→ Exercise:
With nothing added or dropped, output every record below exactly.

Data items:
╭──

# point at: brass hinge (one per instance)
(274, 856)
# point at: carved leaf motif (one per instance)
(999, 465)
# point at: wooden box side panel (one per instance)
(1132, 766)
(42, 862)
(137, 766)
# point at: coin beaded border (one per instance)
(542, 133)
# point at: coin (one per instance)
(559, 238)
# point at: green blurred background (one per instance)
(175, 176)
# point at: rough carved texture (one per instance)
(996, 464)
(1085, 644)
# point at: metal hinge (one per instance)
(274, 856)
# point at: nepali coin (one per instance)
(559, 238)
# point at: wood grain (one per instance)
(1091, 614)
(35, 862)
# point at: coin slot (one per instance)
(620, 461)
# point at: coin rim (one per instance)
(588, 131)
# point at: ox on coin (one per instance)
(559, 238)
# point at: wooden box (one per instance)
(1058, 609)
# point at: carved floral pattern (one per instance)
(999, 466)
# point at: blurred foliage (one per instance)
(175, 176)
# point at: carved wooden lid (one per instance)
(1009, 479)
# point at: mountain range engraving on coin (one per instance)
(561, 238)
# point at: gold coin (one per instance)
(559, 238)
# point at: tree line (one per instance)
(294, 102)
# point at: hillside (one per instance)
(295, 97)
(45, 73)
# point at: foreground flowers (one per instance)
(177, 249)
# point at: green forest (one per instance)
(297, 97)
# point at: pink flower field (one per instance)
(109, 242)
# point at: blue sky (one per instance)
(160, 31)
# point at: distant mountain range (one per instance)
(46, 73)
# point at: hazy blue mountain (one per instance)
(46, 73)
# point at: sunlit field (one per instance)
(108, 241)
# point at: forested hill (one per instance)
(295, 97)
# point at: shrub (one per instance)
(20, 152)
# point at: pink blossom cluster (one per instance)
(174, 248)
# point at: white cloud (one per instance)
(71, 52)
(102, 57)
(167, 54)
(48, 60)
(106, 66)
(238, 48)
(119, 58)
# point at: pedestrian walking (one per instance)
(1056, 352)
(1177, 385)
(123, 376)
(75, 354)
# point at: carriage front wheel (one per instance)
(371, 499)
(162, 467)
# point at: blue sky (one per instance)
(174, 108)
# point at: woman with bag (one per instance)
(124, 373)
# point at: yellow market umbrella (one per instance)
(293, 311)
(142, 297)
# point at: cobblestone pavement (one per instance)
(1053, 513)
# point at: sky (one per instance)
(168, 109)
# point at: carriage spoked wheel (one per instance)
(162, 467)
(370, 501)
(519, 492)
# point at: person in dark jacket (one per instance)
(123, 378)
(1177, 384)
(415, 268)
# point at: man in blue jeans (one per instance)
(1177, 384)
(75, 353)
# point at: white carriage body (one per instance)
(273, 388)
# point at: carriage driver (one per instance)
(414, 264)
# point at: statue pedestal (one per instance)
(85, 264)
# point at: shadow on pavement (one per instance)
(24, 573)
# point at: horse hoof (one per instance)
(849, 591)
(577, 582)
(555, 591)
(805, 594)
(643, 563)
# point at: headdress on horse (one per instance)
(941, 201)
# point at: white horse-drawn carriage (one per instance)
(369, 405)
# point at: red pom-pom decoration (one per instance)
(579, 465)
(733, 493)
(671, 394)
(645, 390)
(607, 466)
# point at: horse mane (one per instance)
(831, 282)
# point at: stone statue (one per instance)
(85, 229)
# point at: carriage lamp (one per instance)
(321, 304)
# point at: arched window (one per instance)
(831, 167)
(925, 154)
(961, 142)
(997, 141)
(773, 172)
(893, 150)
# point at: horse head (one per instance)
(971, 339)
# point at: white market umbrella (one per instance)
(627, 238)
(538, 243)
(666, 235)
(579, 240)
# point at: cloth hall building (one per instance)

╰──

→ Reply to the task:
# point at: brass hinge (one per instance)
(274, 856)
# point at: carved leaf motif (one per instance)
(999, 465)
# point at: wooden box side panel (one per instance)
(1132, 766)
(42, 862)
(137, 766)
# point at: coin beaded border (one per instance)
(542, 133)
# point at: coin (one per instance)
(559, 238)
# point at: green blurred background (one per instance)
(175, 176)
# point at: rough carved texture (one per instance)
(996, 464)
(1085, 644)
# point at: metal hinge (one per instance)
(274, 856)
# point at: nepali coin (one per instance)
(559, 238)
# point at: wood grain (one per instance)
(1091, 614)
(35, 862)
# point at: coin slot (one per instance)
(620, 461)
# point at: coin rim (one per instance)
(588, 131)
# point at: ox on coin (one per instance)
(559, 238)
# point at: wooden box (one per instance)
(1058, 609)
# point at: carved floral pattern (one per instance)
(999, 466)
# point at: blurred foliage (one per instance)
(175, 176)
# point at: carved wooden lid (one per instance)
(1009, 479)
# point at: mountain range engraving on coin (one per instance)
(561, 238)
# point at: gold coin (one per instance)
(559, 238)
# point at: tree line (one per instance)
(294, 102)
# point at: hillside (one per instance)
(295, 97)
(45, 73)
# point at: foreground flowers (one per instance)
(177, 249)
# point at: green forest (one per instance)
(297, 97)
# point at: pink flower field (one per instance)
(109, 242)
# point at: blue sky (one per instance)
(160, 31)
# point at: distant mountain range (one per instance)
(46, 73)
# point at: hazy blue mountain (one per instance)
(46, 73)
# point at: sunlit field (one per instance)
(108, 241)
# point at: forested hill (one per instance)
(295, 97)
# point at: shrub (one per instance)
(20, 152)
# point at: pink blossom cluster (one per instance)
(174, 248)
# point at: white cloud (one per instance)
(71, 52)
(102, 57)
(167, 54)
(48, 60)
(106, 66)
(238, 48)
(119, 58)
# point at: pedestrian walking (one per instance)
(1056, 352)
(1177, 385)
(123, 376)
(75, 354)
# point at: carriage front wheel (one per instance)
(371, 499)
(162, 467)
# point at: blue sky (one per instance)
(174, 108)
# point at: woman with bag (one per instance)
(124, 373)
# point at: yellow market umbrella (one per instance)
(293, 311)
(142, 297)
# point at: cobblestone pavement (one per instance)
(1053, 513)
# point at: sky (one per instance)
(168, 109)
# point at: carriage spoked wheel (one per instance)
(162, 467)
(370, 501)
(519, 492)
# point at: person in dark jacket (one per instance)
(123, 378)
(1177, 384)
(415, 268)
# point at: man in blue jeans (one per instance)
(1177, 384)
(75, 353)
# point at: white carriage body (one per instance)
(273, 388)
# point at: carriage driver (one per instance)
(414, 264)
# point at: statue pedestal (one per instance)
(85, 264)
# point at: shadow on pavement (one per instance)
(24, 573)
# point at: horse hoof (one per instance)
(849, 591)
(577, 582)
(555, 591)
(805, 594)
(643, 563)
# point at: headdress on horse (one per instance)
(941, 201)
# point at: white horse-drawn carriage (one per instance)
(369, 405)
# point at: red pom-pom decoration (one per instance)
(579, 465)
(733, 493)
(671, 394)
(645, 390)
(607, 466)
# point at: horse mane (one per instance)
(831, 282)
# point at: stone statue (one per instance)
(85, 229)
# point at: carriage lamp (one per instance)
(321, 304)
# point at: arched window (one per instance)
(831, 167)
(925, 154)
(961, 142)
(997, 141)
(773, 172)
(893, 150)
# point at: horse head (one per instance)
(971, 339)
# point at: white market umbrella (one per instance)
(627, 238)
(538, 243)
(666, 235)
(579, 240)
# point at: cloth hall building (one per instance)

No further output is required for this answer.